The protagonist therein, a progressive schoolmaster named Job Huss, suffers trials similar to those endured biblical Job, thanks to the traditionalists who want to close his progressive school and return to the old educational ways that inculcate going along with an "all-wise and amiable" Providence, like a "trustful child which need only not to pester the Higher Powers" while doing "its simple congenial duties," or to teach that the "Process is utterly beyond control and knowledge... It has scrawled our race across the black emptiness of space, and it may wipe us out again. Such is the quality of Fate."
Huss, while sitting with his interlocutors, Mr. Dad, Sir Eliphaz, and Dr. Barrack, claims that the two approaches have the same effect in practical matters. The naive attitude of Eliphaz and the fatalistic attitude of Barrack amount to submitting to the status quo: the former, "gladly and trustfully", the latter, "grimly—in the modern style."
For some moments Mr. Huss sat with compressed lips, as though he listened to the pain within him. Then he said: "I don't submit. I rebel not in my own strength or by my own impulse. I rebel by the spirit of God in me.... I am a rebel of pride—I am full of the pride of God in my heart. I am the servant of a rebellious and adventurous God who may yet bring order into this cruel and frightful chaos.... I differ from you all. You see that the spirit of my life and of my teaching... is a fight against that Dark Being of the universe who seeks to crush us all.... It is a fight against disorder, a refusal of that very submission you have made, a repudiation altogether of that same voluntary death in life..."
He moistened his lips and resumed.
"The end and substance of all real education is to teach men and women of the Battle of God, to teach them of the beginnings of life.... to show them how man has arisen... to draw men together out of themselves into one common life and effort with God....”
Huss continues at length. He repudiates the gentlemen's claims that the world has learned a lesson from the war, and that setting up League of Nations will put an end to war.
"But on what foundations have you made in the last four years but ruins?" Huss asks. "Is there any common idea, any common understanding yet in the minds of men?" No, because the traditional schools are failures. "What common thought is there in the world? A loud bawling of base newspapers, a posturing of politicians. You can see chaos coming again...." He provides the analogy of French and American forces battling back and forth with the Germans: "Which side may first drop exhausted now, will hardly change the fact. The supreme fact is exhaustion..."
"What's the good of such despair?" asked Mr. Dad.
"I do not despair. No. But what is the good of lying about hope and success in the midst of failure and gathering disasters? What is the good of saying that mankind wins—automatically—against the spirit of evil, when mankind is visibly losing point after point, is visibly losing heart. What is the good of pretending that there is order and benevolence or some sort of splendid and incomprehensible process in this festering waste, this windy desolation of tremendous things? There is no reason anywhere, there is no creation anywhere, except the undying fire, the spirit of God in the hearts of men... which may fail... which may fail... which seems to me to fail."
He paused. Dr. Barrack cleared his throat. "I don't want to seem obdurate," said Dr. Barrack. "I want to respect deep feeling. One must respect deep feeling... But for the life of me I can't put much meaning into this phrase, the spirit of God in the hearts of men.... I would like to ask you, Mr. Huss—frankly—is there anything very much to it, than a phrase?"

- - -

-- WORK TO BE COMPLETED --
Please duplicate the Job Huss passage above word for word, everything from "Huss continues at" down to "asked Mr. Dad.".

- - -

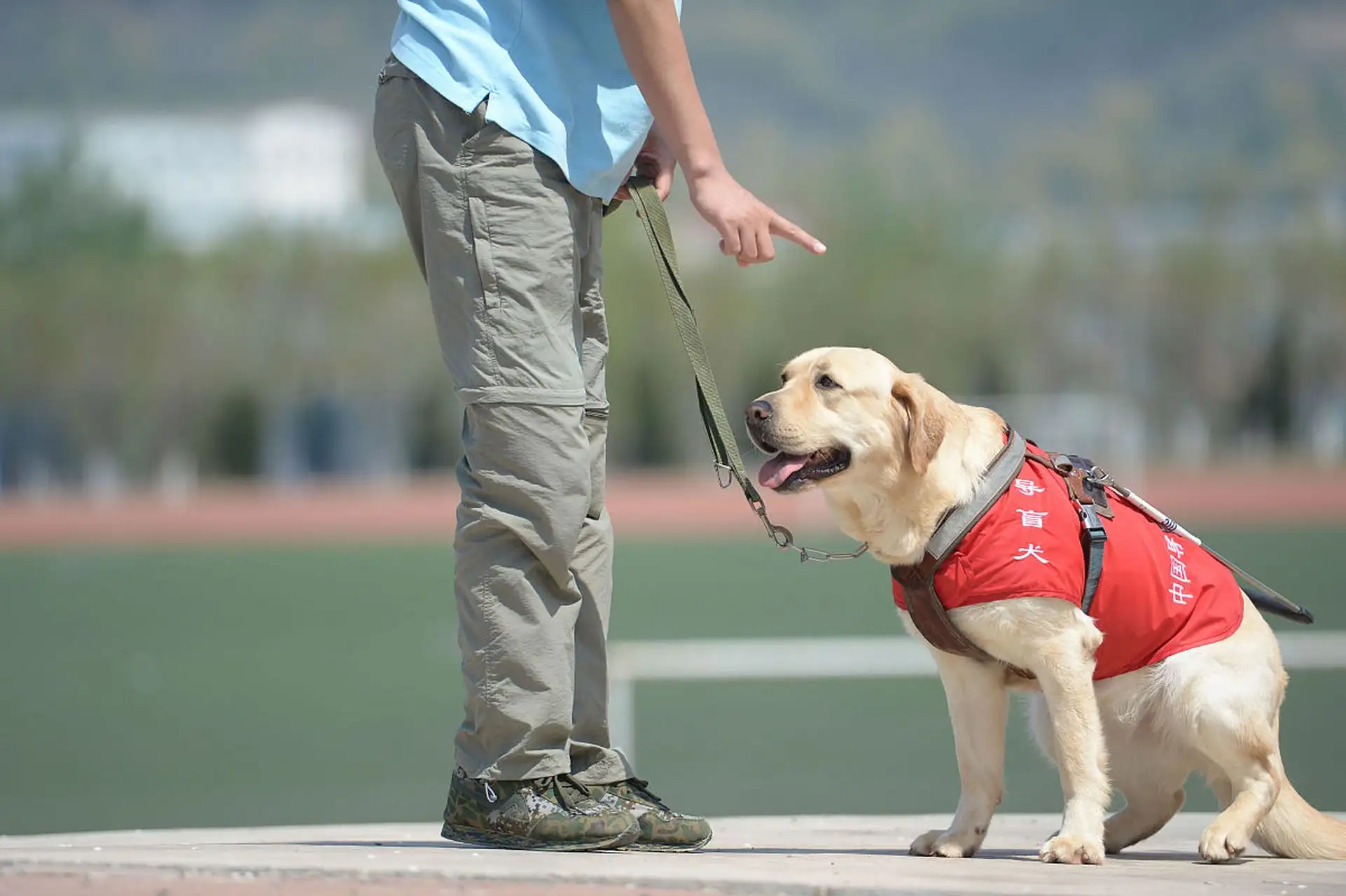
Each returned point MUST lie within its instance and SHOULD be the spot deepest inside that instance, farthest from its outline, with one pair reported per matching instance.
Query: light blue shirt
(552, 69)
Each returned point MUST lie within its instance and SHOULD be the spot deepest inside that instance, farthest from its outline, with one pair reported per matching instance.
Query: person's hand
(655, 160)
(744, 223)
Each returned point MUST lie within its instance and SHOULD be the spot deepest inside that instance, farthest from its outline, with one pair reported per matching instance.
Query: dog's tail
(1294, 829)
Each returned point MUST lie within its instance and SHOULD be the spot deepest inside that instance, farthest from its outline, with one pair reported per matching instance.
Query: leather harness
(1087, 493)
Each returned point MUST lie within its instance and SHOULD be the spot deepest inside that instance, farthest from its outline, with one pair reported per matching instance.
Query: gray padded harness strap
(997, 481)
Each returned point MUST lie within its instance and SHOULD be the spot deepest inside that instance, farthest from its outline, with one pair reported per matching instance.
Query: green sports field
(228, 687)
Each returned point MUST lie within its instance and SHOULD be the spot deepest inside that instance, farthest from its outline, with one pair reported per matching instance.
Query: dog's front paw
(1221, 844)
(1071, 850)
(948, 844)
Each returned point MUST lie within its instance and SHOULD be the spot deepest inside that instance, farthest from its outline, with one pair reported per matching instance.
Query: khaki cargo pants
(511, 255)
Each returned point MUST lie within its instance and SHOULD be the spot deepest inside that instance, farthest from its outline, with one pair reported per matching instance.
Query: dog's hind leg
(1149, 774)
(978, 700)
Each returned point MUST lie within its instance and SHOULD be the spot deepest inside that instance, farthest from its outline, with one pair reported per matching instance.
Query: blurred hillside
(1121, 224)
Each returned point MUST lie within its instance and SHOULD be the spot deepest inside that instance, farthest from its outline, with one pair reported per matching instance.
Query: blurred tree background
(1142, 201)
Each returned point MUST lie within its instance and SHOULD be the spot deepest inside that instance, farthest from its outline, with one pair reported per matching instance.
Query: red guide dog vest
(1159, 594)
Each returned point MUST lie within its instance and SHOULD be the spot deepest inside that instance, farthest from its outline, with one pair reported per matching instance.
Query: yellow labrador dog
(893, 455)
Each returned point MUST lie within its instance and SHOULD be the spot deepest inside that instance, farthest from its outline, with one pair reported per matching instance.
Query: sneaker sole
(477, 837)
(667, 848)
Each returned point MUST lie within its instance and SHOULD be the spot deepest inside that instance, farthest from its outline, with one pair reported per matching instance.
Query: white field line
(800, 658)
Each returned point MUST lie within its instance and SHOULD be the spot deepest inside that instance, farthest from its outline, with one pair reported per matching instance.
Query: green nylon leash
(649, 209)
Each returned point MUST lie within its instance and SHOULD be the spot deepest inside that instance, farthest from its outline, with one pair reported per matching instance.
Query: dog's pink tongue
(778, 468)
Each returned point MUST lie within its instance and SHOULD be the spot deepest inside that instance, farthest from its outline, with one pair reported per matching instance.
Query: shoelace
(642, 788)
(559, 785)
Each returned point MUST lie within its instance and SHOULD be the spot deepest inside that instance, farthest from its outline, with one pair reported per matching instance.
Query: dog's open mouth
(785, 472)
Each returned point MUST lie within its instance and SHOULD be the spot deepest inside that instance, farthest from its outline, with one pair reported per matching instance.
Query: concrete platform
(781, 855)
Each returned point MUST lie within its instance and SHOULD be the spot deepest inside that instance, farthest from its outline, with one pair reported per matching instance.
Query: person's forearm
(652, 42)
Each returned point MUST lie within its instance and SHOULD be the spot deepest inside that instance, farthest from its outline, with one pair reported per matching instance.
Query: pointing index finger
(782, 226)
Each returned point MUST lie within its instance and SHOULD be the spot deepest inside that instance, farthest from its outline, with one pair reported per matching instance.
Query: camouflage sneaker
(661, 827)
(544, 813)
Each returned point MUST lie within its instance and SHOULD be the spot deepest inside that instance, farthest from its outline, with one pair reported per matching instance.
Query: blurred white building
(205, 176)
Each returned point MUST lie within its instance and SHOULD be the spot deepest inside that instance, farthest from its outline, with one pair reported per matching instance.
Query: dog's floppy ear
(925, 423)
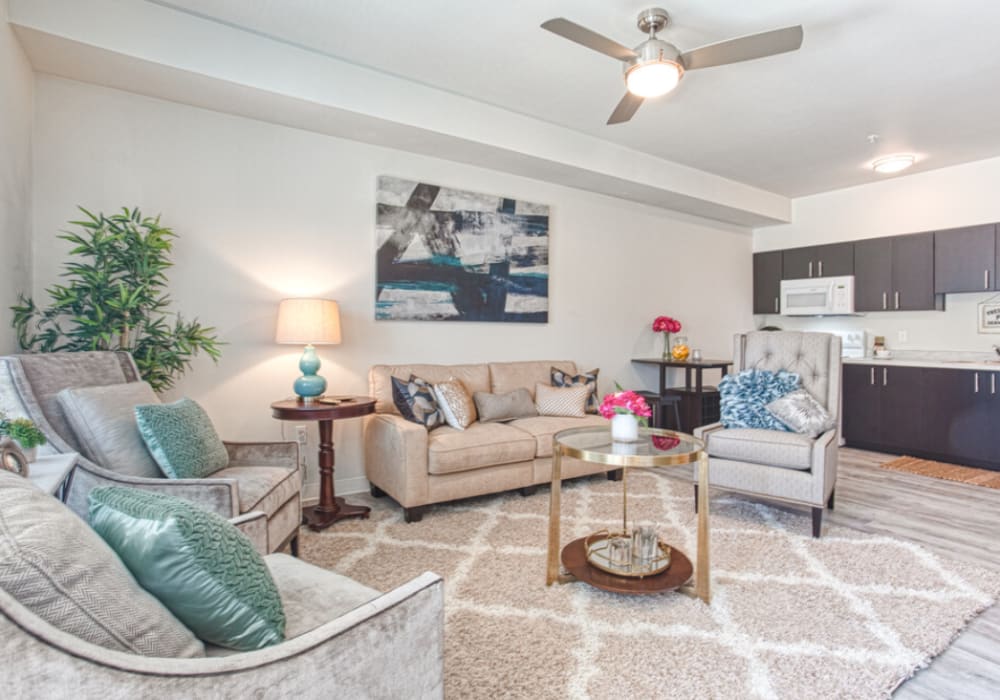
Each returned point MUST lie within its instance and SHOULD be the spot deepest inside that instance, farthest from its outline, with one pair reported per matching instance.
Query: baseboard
(342, 487)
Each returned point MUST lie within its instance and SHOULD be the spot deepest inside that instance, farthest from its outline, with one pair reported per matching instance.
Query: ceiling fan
(655, 67)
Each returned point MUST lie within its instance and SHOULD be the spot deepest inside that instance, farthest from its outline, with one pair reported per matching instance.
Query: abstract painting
(451, 255)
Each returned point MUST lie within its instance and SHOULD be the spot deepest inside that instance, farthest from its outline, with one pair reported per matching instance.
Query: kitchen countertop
(937, 358)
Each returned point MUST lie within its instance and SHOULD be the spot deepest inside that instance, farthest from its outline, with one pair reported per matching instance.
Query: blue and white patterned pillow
(743, 398)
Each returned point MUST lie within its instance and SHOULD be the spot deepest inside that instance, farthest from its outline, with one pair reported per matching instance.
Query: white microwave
(817, 296)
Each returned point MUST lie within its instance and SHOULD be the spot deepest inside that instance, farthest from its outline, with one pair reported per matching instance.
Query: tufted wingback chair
(773, 464)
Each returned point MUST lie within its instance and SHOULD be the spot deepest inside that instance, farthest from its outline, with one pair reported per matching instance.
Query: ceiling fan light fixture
(894, 163)
(653, 79)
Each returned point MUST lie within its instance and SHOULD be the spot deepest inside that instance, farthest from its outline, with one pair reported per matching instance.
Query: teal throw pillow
(181, 438)
(196, 563)
(743, 398)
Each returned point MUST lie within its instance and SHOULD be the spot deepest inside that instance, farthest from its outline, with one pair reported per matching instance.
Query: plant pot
(624, 428)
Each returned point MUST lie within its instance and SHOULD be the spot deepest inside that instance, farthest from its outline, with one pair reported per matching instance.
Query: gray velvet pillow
(802, 413)
(61, 570)
(103, 420)
(503, 407)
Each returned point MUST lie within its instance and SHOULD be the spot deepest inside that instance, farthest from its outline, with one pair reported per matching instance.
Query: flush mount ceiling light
(894, 163)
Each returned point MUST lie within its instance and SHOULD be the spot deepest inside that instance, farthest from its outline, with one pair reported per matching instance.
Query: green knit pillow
(204, 570)
(181, 438)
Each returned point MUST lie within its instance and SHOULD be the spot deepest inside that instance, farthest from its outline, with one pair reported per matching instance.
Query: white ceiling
(923, 75)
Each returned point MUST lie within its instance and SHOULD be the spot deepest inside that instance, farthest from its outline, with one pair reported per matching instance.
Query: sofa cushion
(481, 445)
(542, 428)
(773, 447)
(182, 439)
(507, 376)
(504, 407)
(62, 571)
(103, 422)
(263, 488)
(474, 377)
(195, 562)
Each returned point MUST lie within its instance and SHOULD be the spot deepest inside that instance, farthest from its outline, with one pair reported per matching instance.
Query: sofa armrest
(259, 454)
(254, 526)
(396, 458)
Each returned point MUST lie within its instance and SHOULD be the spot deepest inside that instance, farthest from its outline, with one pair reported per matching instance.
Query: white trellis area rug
(846, 616)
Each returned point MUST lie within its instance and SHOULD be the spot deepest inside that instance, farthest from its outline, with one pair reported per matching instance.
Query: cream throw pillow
(570, 401)
(455, 403)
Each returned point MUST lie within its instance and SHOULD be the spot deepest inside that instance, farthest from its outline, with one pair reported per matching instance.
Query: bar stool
(659, 403)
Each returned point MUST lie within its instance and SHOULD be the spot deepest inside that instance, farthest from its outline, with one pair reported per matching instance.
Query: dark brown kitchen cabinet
(766, 282)
(938, 413)
(831, 260)
(965, 259)
(895, 273)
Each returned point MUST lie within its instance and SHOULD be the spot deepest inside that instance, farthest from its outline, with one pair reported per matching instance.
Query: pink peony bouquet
(627, 402)
(665, 324)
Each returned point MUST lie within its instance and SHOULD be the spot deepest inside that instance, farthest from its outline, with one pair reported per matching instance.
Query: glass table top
(654, 448)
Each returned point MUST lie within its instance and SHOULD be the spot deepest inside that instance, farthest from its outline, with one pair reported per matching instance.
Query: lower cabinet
(944, 414)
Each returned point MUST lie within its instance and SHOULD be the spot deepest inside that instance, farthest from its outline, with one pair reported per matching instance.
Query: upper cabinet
(766, 282)
(965, 259)
(831, 260)
(894, 274)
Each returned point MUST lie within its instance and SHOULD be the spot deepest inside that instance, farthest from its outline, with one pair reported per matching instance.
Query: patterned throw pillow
(802, 413)
(561, 379)
(204, 570)
(182, 439)
(743, 398)
(561, 401)
(415, 401)
(455, 403)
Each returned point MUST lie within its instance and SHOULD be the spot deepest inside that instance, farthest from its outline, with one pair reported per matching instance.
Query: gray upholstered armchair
(261, 477)
(780, 465)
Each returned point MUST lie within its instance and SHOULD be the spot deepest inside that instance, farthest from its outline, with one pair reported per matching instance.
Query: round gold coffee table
(655, 448)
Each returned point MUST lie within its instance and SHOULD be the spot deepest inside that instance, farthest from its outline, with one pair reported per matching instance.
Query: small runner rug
(949, 472)
(850, 615)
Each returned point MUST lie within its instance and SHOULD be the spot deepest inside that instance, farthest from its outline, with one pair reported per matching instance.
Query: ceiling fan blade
(592, 40)
(744, 48)
(625, 109)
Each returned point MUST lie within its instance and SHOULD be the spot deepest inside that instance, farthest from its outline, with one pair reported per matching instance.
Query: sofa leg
(414, 515)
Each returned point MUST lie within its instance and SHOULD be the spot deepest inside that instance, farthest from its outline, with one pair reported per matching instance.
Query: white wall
(934, 200)
(16, 98)
(266, 212)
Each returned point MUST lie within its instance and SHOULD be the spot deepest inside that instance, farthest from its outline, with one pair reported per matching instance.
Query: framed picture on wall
(989, 317)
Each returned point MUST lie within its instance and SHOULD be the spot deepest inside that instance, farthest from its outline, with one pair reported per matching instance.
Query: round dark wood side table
(330, 508)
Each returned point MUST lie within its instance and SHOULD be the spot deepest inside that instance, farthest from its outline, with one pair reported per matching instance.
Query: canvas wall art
(451, 255)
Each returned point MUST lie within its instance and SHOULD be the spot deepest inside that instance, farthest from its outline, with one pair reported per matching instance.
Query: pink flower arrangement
(627, 402)
(665, 324)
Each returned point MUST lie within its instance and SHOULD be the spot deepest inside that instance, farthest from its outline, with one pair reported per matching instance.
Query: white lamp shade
(308, 322)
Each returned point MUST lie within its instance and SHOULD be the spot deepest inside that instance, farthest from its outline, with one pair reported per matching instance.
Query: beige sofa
(418, 468)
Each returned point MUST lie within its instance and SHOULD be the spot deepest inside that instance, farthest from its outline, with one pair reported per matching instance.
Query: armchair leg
(817, 521)
(414, 515)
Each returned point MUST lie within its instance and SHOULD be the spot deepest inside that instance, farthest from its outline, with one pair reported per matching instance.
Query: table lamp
(308, 322)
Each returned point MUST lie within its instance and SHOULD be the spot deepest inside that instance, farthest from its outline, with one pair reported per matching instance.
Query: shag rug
(949, 472)
(850, 615)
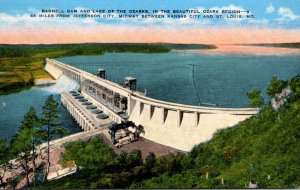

- - -

-- EXERCISE SOLUTION --
Huss continues at length. He repudiates the gentlemen's claims that the world has learned a lesson from the war, and that setting up League of Nations will put an end to war.
"But on what foundations have you made in the last four years but ruins?" Huss asks. "Is there any common idea, any common understanding yet in the minds of men?" No, because the traditional schools are failures. "What common thought is there in the world? A loud bawling of base newspapers, a posturing of politicians. You can see chaos coming again...." He provides the analogy of French and American forces battling back and forth with the Germans: "Which side may first drop exhausted now, will hardly change the fact. The supreme fact is exhaustion..."
"What's the good of such despair?" asked Mr. Dad.